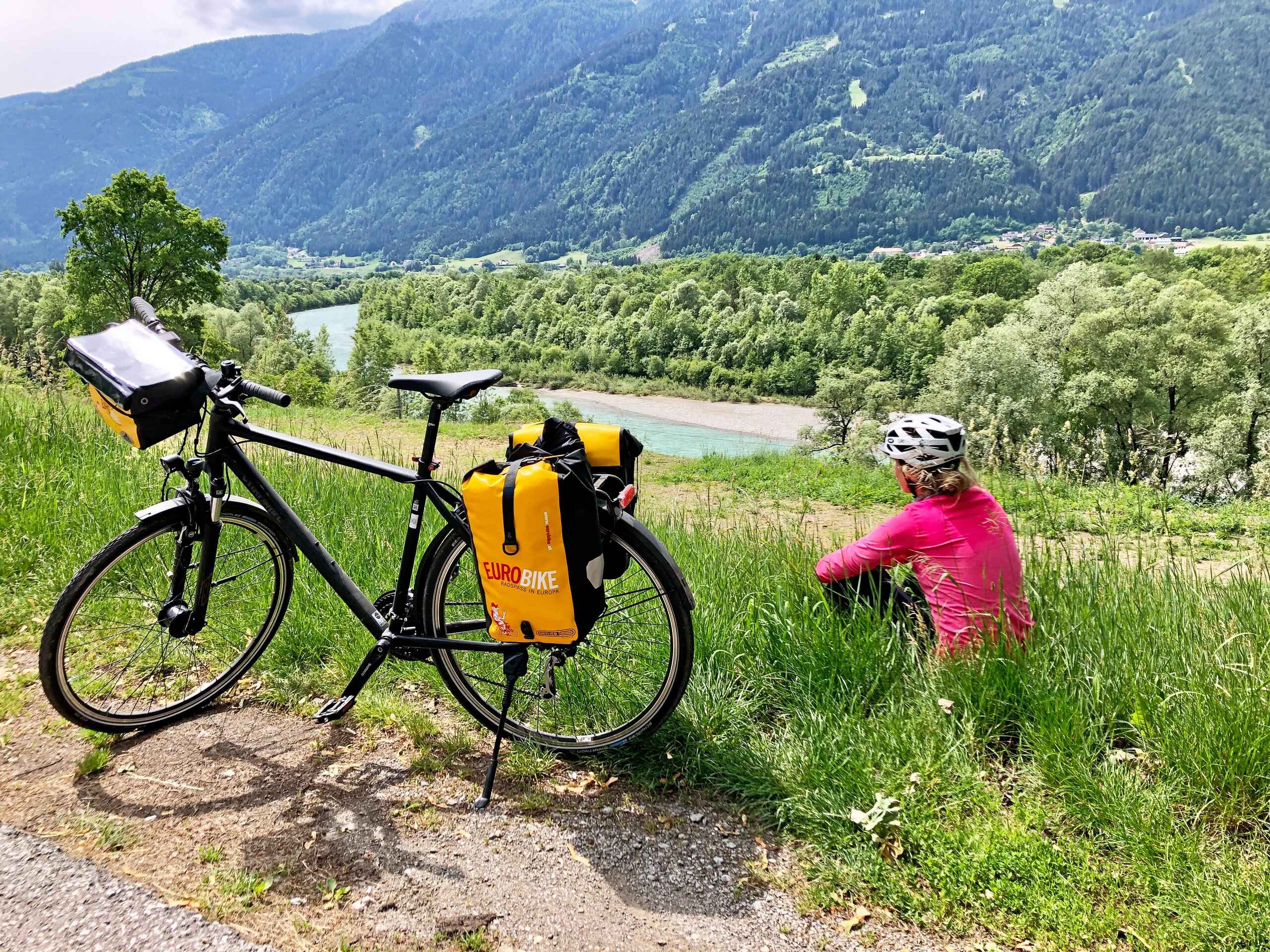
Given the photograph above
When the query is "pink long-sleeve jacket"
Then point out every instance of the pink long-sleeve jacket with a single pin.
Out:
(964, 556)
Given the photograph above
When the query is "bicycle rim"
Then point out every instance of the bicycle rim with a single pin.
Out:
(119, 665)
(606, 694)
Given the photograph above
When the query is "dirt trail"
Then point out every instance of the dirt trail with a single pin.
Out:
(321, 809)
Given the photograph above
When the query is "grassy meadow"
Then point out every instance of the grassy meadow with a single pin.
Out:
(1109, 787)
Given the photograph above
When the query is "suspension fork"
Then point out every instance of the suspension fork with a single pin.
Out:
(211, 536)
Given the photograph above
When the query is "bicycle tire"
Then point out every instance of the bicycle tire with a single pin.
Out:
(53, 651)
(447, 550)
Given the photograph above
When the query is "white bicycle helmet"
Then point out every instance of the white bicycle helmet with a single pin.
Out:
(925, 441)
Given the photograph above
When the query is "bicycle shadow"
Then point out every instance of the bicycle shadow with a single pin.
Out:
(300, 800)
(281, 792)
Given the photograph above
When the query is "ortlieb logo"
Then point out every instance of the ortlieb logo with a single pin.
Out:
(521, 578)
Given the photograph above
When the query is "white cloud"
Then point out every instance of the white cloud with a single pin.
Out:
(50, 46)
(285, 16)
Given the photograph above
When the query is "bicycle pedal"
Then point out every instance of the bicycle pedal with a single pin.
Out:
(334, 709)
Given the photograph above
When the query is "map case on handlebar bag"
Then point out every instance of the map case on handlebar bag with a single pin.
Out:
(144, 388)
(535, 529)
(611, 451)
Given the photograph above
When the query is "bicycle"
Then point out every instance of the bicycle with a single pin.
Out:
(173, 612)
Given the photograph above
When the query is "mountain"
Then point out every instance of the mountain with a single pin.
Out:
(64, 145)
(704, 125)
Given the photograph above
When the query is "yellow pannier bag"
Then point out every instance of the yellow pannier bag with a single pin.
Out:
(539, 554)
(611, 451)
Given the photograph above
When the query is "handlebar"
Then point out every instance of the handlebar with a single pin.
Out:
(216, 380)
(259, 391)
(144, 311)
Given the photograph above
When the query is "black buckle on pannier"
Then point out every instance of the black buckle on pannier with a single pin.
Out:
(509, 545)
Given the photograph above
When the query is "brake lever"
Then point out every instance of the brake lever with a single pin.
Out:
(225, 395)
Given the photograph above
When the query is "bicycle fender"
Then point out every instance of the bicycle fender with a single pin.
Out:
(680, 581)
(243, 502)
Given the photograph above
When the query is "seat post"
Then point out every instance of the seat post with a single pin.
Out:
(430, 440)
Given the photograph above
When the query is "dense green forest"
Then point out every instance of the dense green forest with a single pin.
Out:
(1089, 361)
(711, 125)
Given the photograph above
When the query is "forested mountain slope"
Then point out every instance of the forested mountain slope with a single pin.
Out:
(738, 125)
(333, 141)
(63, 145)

◇ ◇ ◇ ◇ ◇ ◇ ◇

- **What the task requires**: Count the lines in the listing above that include the word "black". Reply with the number only.

- **Task output**: 2